What to work on:
Update the rows from the line with "draw the outline of the stone column" up to and including the line with "55 40 L 60 41", changing "stone column" to "stone pillar" and leaving everything else as it is.

The records start

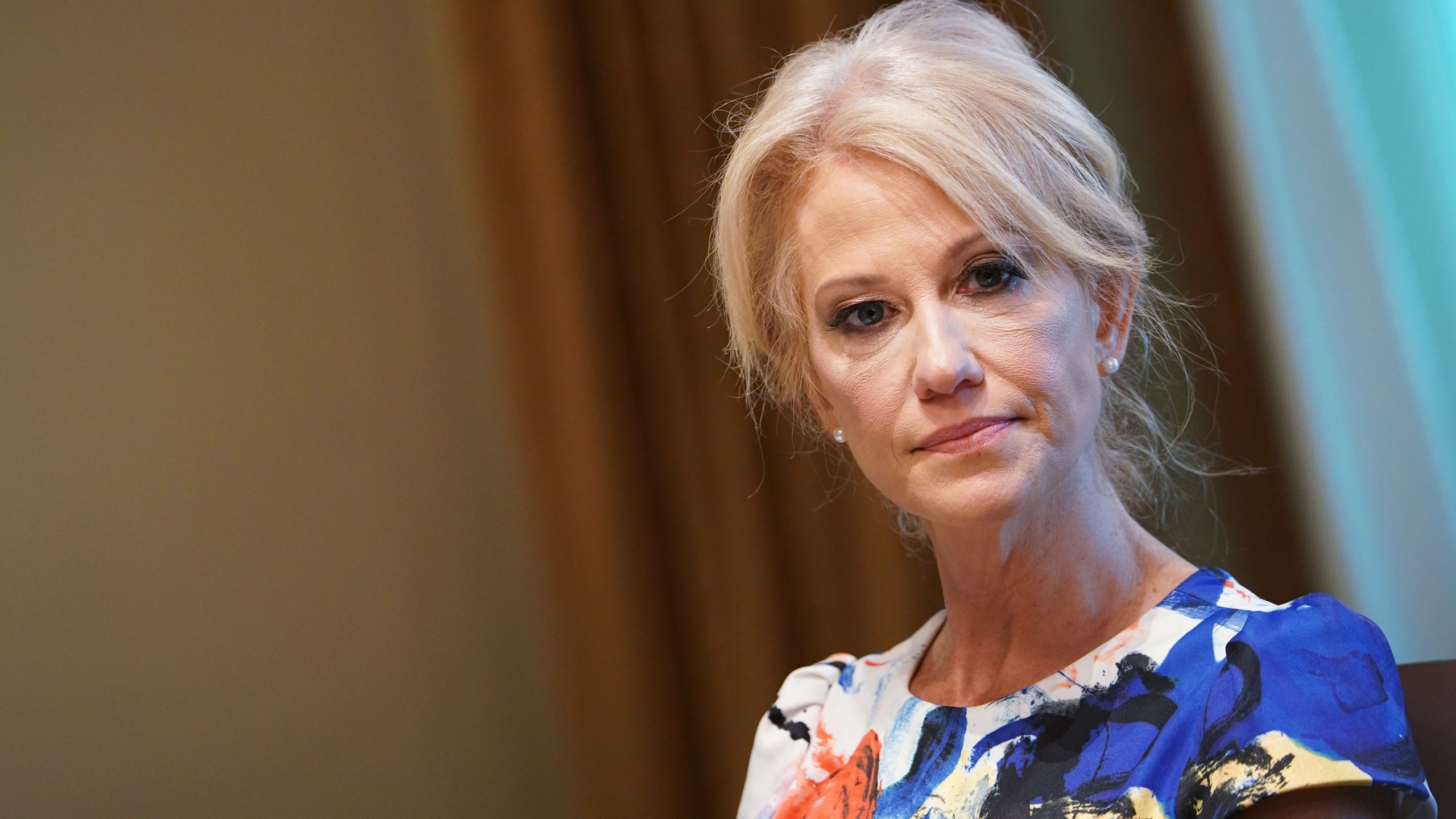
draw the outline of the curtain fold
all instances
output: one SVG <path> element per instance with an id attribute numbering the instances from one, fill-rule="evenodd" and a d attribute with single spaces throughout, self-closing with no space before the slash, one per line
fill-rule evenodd
<path id="1" fill-rule="evenodd" d="M 713 111 L 872 6 L 782 9 L 460 4 L 582 815 L 731 813 L 783 675 L 939 605 L 929 558 L 780 420 L 760 437 L 724 363 Z"/>

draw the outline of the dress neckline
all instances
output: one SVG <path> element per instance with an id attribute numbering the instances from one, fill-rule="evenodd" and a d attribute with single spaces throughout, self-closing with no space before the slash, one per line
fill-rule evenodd
<path id="1" fill-rule="evenodd" d="M 897 700 L 909 701 L 914 705 L 926 708 L 957 708 L 961 711 L 984 711 L 993 710 L 997 705 L 1005 705 L 1013 701 L 1024 701 L 1029 694 L 1035 694 L 1038 689 L 1041 692 L 1051 692 L 1056 689 L 1064 689 L 1070 686 L 1083 688 L 1080 679 L 1091 679 L 1089 672 L 1095 672 L 1098 666 L 1107 666 L 1109 663 L 1115 665 L 1117 659 L 1125 656 L 1127 650 L 1133 650 L 1136 644 L 1144 641 L 1153 634 L 1153 622 L 1159 618 L 1160 612 L 1172 608 L 1172 603 L 1179 597 L 1203 597 L 1207 600 L 1210 595 L 1197 595 L 1194 590 L 1211 581 L 1217 587 L 1222 587 L 1229 576 L 1214 567 L 1200 565 L 1188 577 L 1184 577 L 1176 586 L 1174 586 L 1163 597 L 1153 605 L 1150 609 L 1139 615 L 1136 621 L 1128 624 L 1125 628 L 1114 634 L 1112 637 L 1104 640 L 1095 648 L 1083 654 L 1082 657 L 1073 660 L 1070 665 L 1056 670 L 1045 678 L 1026 685 L 1010 694 L 997 697 L 996 700 L 989 700 L 977 705 L 942 705 L 939 702 L 930 702 L 929 700 L 922 700 L 910 692 L 910 679 L 914 678 L 914 672 L 920 667 L 920 660 L 925 657 L 926 650 L 930 647 L 930 641 L 935 640 L 936 634 L 941 632 L 941 627 L 945 625 L 945 606 L 936 609 L 930 619 L 925 622 L 920 628 L 910 635 L 909 640 L 891 648 L 887 657 L 887 665 L 893 662 L 891 678 L 888 686 L 898 694 Z M 1217 595 L 1213 595 L 1213 600 L 1217 600 Z M 1125 650 L 1124 650 L 1125 648 Z"/>

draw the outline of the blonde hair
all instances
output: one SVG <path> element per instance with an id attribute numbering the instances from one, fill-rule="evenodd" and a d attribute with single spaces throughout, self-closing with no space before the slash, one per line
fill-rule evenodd
<path id="1" fill-rule="evenodd" d="M 1171 466 L 1230 474 L 1208 471 L 1211 453 L 1179 442 L 1143 396 L 1160 358 L 1191 395 L 1176 328 L 1206 340 L 1190 302 L 1143 286 L 1150 239 L 1117 141 L 994 15 L 957 0 L 881 9 L 785 58 L 757 106 L 740 102 L 727 130 L 713 268 L 728 353 L 754 411 L 773 404 L 823 436 L 788 213 L 815 168 L 865 152 L 933 182 L 1028 273 L 1059 259 L 1089 294 L 1137 287 L 1127 361 L 1102 382 L 1095 433 L 1102 469 L 1133 514 L 1175 491 Z M 922 533 L 913 516 L 901 523 Z"/>

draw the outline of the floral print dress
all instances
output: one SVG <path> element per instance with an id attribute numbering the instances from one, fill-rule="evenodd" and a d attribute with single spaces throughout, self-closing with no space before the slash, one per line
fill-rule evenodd
<path id="1" fill-rule="evenodd" d="M 1200 568 L 1076 663 L 974 707 L 909 691 L 943 621 L 789 673 L 738 819 L 1222 818 L 1319 785 L 1436 816 L 1389 644 L 1328 595 L 1273 605 Z"/>

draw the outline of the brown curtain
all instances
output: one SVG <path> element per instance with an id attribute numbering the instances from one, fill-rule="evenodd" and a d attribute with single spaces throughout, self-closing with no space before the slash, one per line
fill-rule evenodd
<path id="1" fill-rule="evenodd" d="M 754 430 L 705 267 L 713 111 L 754 90 L 780 54 L 877 6 L 460 0 L 498 280 L 483 309 L 513 357 L 574 753 L 561 775 L 581 816 L 731 815 L 783 675 L 831 651 L 887 648 L 939 606 L 932 561 L 906 555 L 847 466 L 804 452 L 772 415 Z M 1128 6 L 1152 17 L 1096 29 L 1118 55 L 1109 82 L 1175 108 L 1159 117 L 1191 115 L 1176 12 Z M 1070 3 L 1012 10 L 1069 26 L 1053 42 L 1085 22 Z M 1134 36 L 1149 26 L 1169 45 L 1143 50 Z M 1168 87 L 1137 85 L 1153 67 Z M 1185 172 L 1208 187 L 1162 216 L 1192 224 L 1208 254 L 1198 290 L 1236 293 L 1198 121 L 1140 160 L 1174 188 Z M 1214 335 L 1239 360 L 1220 364 L 1245 386 L 1235 417 L 1257 417 L 1258 372 L 1232 302 Z M 1257 433 L 1236 443 L 1236 455 L 1274 459 Z M 1287 551 L 1287 493 L 1277 475 L 1255 481 L 1262 490 L 1222 526 Z"/>

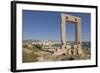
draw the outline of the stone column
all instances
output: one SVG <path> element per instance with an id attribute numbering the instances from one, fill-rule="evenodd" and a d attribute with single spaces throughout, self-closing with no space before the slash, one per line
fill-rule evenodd
<path id="1" fill-rule="evenodd" d="M 62 42 L 62 49 L 65 49 L 66 46 L 66 18 L 63 14 L 61 14 L 61 42 Z"/>
<path id="2" fill-rule="evenodd" d="M 77 45 L 78 45 L 78 54 L 82 54 L 82 47 L 81 47 L 81 18 L 78 19 L 77 22 Z"/>

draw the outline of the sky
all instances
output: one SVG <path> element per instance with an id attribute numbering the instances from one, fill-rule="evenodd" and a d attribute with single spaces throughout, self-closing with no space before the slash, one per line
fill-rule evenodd
<path id="1" fill-rule="evenodd" d="M 55 40 L 60 41 L 60 16 L 62 12 L 53 11 L 34 11 L 23 10 L 22 12 L 22 33 L 23 40 Z M 74 16 L 81 17 L 81 37 L 82 41 L 90 41 L 91 34 L 91 14 L 63 12 Z M 66 23 L 66 40 L 75 40 L 75 25 Z"/>

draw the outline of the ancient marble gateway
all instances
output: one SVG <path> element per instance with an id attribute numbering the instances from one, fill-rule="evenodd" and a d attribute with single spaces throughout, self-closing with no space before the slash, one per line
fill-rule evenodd
<path id="1" fill-rule="evenodd" d="M 75 43 L 67 44 L 66 23 L 71 22 L 75 25 Z M 81 55 L 81 18 L 61 13 L 61 49 L 66 50 L 68 55 Z"/>

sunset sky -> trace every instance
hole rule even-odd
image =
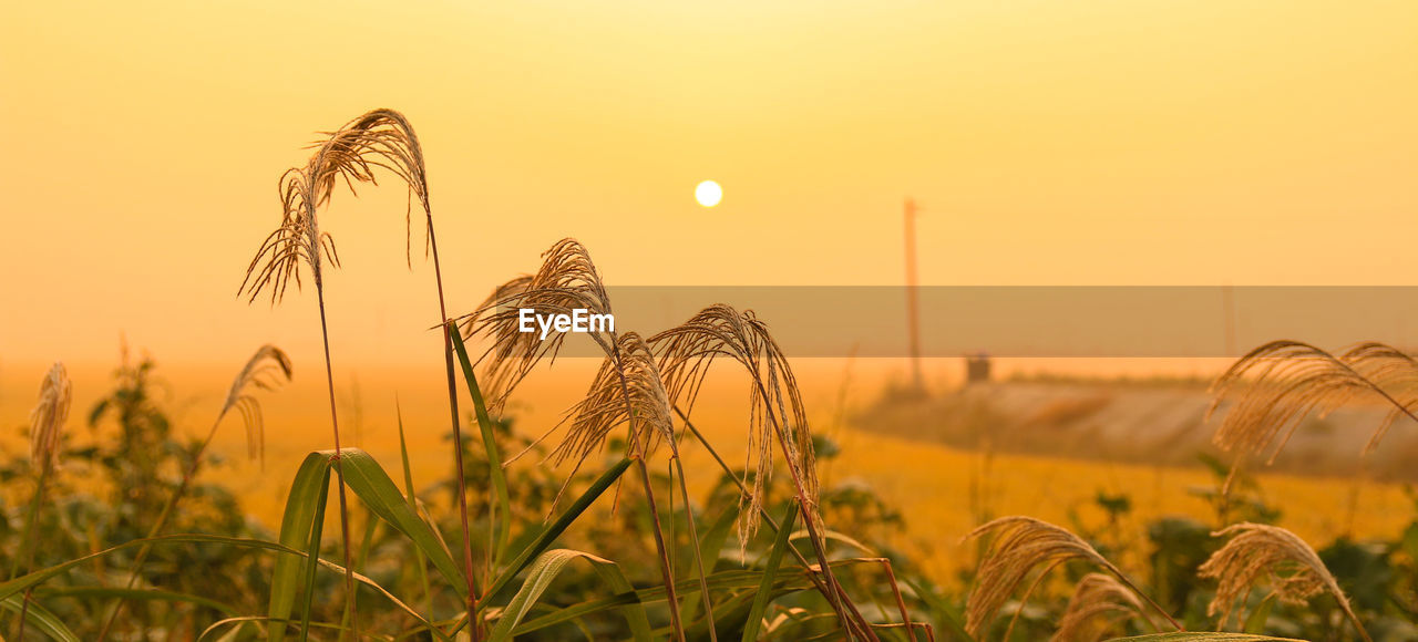
[[[1418,3],[79,4],[0,23],[0,373],[23,381],[108,368],[121,333],[194,366],[277,342],[313,371],[313,292],[235,292],[281,171],[376,106],[423,140],[454,312],[569,235],[615,285],[899,283],[906,196],[925,283],[1418,274]],[[391,184],[322,218],[336,366],[437,374]]]

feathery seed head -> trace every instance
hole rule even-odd
[[[284,381],[291,380],[291,357],[272,344],[261,346],[255,354],[247,360],[247,366],[237,373],[227,393],[227,401],[217,414],[217,422],[231,410],[241,414],[241,422],[247,428],[247,454],[265,461],[265,422],[261,417],[261,404],[251,388],[275,390]]]
[[[44,376],[40,384],[40,402],[30,411],[30,463],[40,469],[52,469],[60,463],[60,431],[69,417],[74,388],[62,363]]]
[[[993,534],[994,541],[976,573],[976,587],[966,602],[966,631],[980,638],[986,626],[1035,568],[1042,573],[1069,560],[1083,560],[1122,577],[1089,543],[1034,517],[1000,517],[970,531],[966,539]]]
[[[1132,588],[1106,573],[1089,573],[1078,581],[1051,642],[1098,642],[1123,621],[1147,618]]]
[[[542,340],[536,333],[520,332],[519,309],[537,315],[570,315],[584,309],[591,315],[610,315],[610,296],[601,283],[590,252],[574,238],[563,238],[542,254],[542,268],[533,275],[518,276],[498,286],[482,305],[458,319],[467,339],[484,336],[492,344],[482,356],[488,397],[502,405],[512,390],[543,359],[556,359],[564,334]],[[607,356],[615,354],[614,332],[591,332]]]
[[[1246,383],[1249,383],[1246,385]],[[1400,417],[1418,410],[1418,361],[1383,343],[1360,343],[1340,356],[1300,342],[1271,342],[1236,360],[1211,385],[1207,418],[1236,390],[1212,441],[1244,454],[1280,454],[1312,412],[1324,415],[1358,395],[1390,401],[1394,408],[1375,428],[1364,452],[1383,439]]]
[[[323,261],[339,266],[339,254],[335,240],[320,231],[318,210],[330,200],[340,180],[352,193],[356,183],[377,184],[376,169],[391,171],[408,187],[404,251],[406,257],[410,254],[413,203],[417,200],[425,214],[430,208],[423,149],[408,119],[391,109],[376,109],[328,136],[313,145],[315,152],[303,167],[292,167],[281,176],[281,225],[265,238],[247,266],[238,292],[248,293],[248,300],[254,302],[269,289],[274,305],[285,296],[291,281],[299,289],[302,264],[309,268],[316,288],[320,286]]]
[[[1320,556],[1295,533],[1279,526],[1246,522],[1211,534],[1229,536],[1231,541],[1212,553],[1200,568],[1201,577],[1219,580],[1207,615],[1221,615],[1224,624],[1231,618],[1236,601],[1244,599],[1262,578],[1269,578],[1275,595],[1283,602],[1305,604],[1327,591],[1340,608],[1353,612],[1349,598],[1320,561]]]
[[[788,452],[786,462],[803,482],[811,519],[821,523],[815,510],[818,497],[817,459],[807,411],[798,391],[797,378],[787,356],[778,347],[767,323],[753,310],[739,312],[727,305],[705,308],[678,327],[649,339],[659,356],[659,373],[672,404],[685,414],[716,357],[727,357],[743,366],[749,374],[749,448],[744,466],[754,471],[753,490],[740,506],[739,541],[746,543],[759,526],[759,514],[767,483],[773,476],[773,442],[777,439]],[[777,431],[777,434],[774,434]]]

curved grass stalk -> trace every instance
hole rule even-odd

The records end

Worked answer:
draw the outline of the stone pillar
all instances
output: one SVG <path> element per instance with an id attribute numbering the instances from one, fill-rule="evenodd" and a d attribute with single spaces throughout, self-closing with no space before the slash, one per line
fill-rule evenodd
<path id="1" fill-rule="evenodd" d="M 62 42 L 62 49 L 65 49 L 66 46 L 66 18 L 63 14 L 61 14 L 61 42 Z"/>
<path id="2" fill-rule="evenodd" d="M 77 45 L 78 45 L 78 54 L 82 54 L 82 47 L 81 47 L 81 18 L 78 19 L 77 22 Z"/>

draw the outline of the sky
all instances
output: one SVG <path> element per instance with an id attribute numbering the instances from one, fill-rule="evenodd" and a d attribute with single spaces throughout, self-closing with no space before the slash, one per line
fill-rule evenodd
<path id="1" fill-rule="evenodd" d="M 55 40 L 60 41 L 60 16 L 62 12 L 53 11 L 34 11 L 23 10 L 22 12 L 22 33 L 23 40 Z M 74 16 L 81 17 L 81 37 L 82 41 L 90 41 L 91 34 L 91 14 L 63 12 Z M 66 23 L 66 40 L 75 40 L 75 25 Z"/>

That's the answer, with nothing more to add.